Instructions for the task: Display every line of the records that contains the string "Target", treating uppercase and lowercase letters as different.

Location-labeling records:
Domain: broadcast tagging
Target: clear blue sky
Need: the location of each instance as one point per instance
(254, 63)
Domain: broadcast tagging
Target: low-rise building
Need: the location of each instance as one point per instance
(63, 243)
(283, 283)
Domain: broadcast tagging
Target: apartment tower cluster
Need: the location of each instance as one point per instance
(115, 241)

==

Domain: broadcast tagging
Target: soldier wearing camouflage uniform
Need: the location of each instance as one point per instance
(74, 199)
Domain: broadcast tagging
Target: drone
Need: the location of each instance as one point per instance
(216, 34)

Written response:
Target: clear blue sky
Target: low-rise building
Target: apartment tower cluster
Target: soldier wearing camouflage uniform
Target: drone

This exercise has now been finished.